3 Things I Am Doing To Seamlessly Incorporate Puppy-Ownership Into My Budget

I currently have the tiniest, 4lb bundle of French bulldog joy snoozing on my lap. Drew and I just got a new pupper, and although I’ve grown quite fond of him in the week since we picked him up, my bank account is already screaming.

I did a lot of planning beforehand to make sure we could actually afford the dog. We can, but it certainly is an adjustment. Dog-related expenses are necessary, unlike the budgeted-for “fun” expenses that can be cut out of my budget when times get tough. Dog-related expenses can’t be ignored or pushed back. You can’t just say “eh, guess I’ll wait until next week’s paycheck to feed him.”

I’ve literally never had this type of responsibility before. I have had bills, of course, and things I needed to pay at a certain time for certain important reasons, but there was never a life depending on my ability to buy the thing. But if mama doesn’t put kibble in that boy’s bowl, no one else will – so I had to be super careful to make sure dog-ownership was within my budget before signing on for it.

I made a budget beforehand that included my current expenses and my projected expenses as a dog owner and realized that Drew and I could definitely make it work. However, keeping within that budget, I’ve found a lot of ways already to cut costs and make sure I’m taking the best care of my pup for the least amount of money. Here are the three ways I’m seamlessly incorporating dog-expenses into my budget.

1. Shopping smart.

It is easy to go to a pet store to buy things because they’re pretty much guaranteed to have exactly what you’re looking for. However, I haven’t bought a damn thing for my boy yet from a pet store because they are ridiculously overpriced. All of his gear (bed, food and water dishes, a playpen, and a few toys) was purchased at either Marshalls in the pet section, or ordered from Amazon. The TJMaxx/Marshalls/Home Goods stores all carry a shit ton of adorable puppy merchandise for super cheap. I got his food/water bowls for $2 each, and beds are only around the $10 mark.

For playpens, I went to Amazon, where I was able to find this one for $35 as opposed to the identical ones I found at pet stores for $60 or more. I also bought a box of over 1,000 dog poop bags for $15, which is how much it costs to get 100 at a store.

As for food, appreciate the heck out of Chewy.com. My family has been ordering food from them for our dogs for a while now, and their prices are excellent (they offer discounts if you have the food auto-shipped!) and the service is unbeatable. I literally received a handwritten card from them at Christmastime after ordering food for my family’s dogs from them.

Dog supplies can be hella expensive, but if you know where to buy them, you can get them at bargain-prices.

2. Getting pet health insurance.

The most important thing I’ve learned about dogs in my 20 years as a dog-owner is that they make mistakes that often result in injury/illness.

My childhood dog Cleo thought it would be fun to step out of the back door of our house while there were no steps because our deck was under construction, and she literally broke her leg and had to wear a cast.

▶ **GIVEN MATERIAL**:
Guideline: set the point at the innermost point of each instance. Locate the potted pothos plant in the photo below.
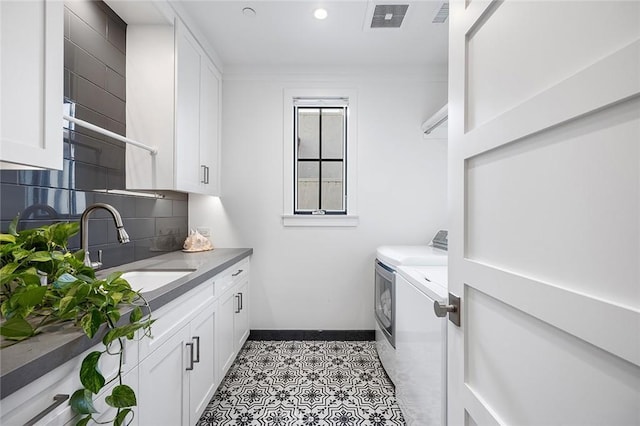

▶ **TASKS FOR THIS EXERCISE**:
- a) Reproduce the puppy-budget post word for word, from "1. Shopping smart." up to and including "the $10 mark.".
- b) Render this sentence from the puppy-budget post in Spanish: "I did a lot of planning beforehand to make sure we could actually afford the dog."

▶ **RESPONSES**:
- a)
1. Shopping smart.

It is easy to go to a pet store to buy things because they’re pretty much guaranteed to have exactly what you’re looking for. However, I haven’t bought a damn thing for my boy yet from a pet store because they are ridiculously overpriced. All of his gear (bed, food and water dishes, a playpen, and a few toys) was purchased at either Marshalls in the pet section, or ordered from Amazon. The TJMaxx/Marshalls/Home Goods stores all carry a shit ton of adorable puppy merchandise for super cheap. I got his food/water bowls for $2 each, and beds are only around the $10 mark.

- b) Hice mucha planificación de antemano para asegurarme de que realmente pudiéramos permitirnos el perro.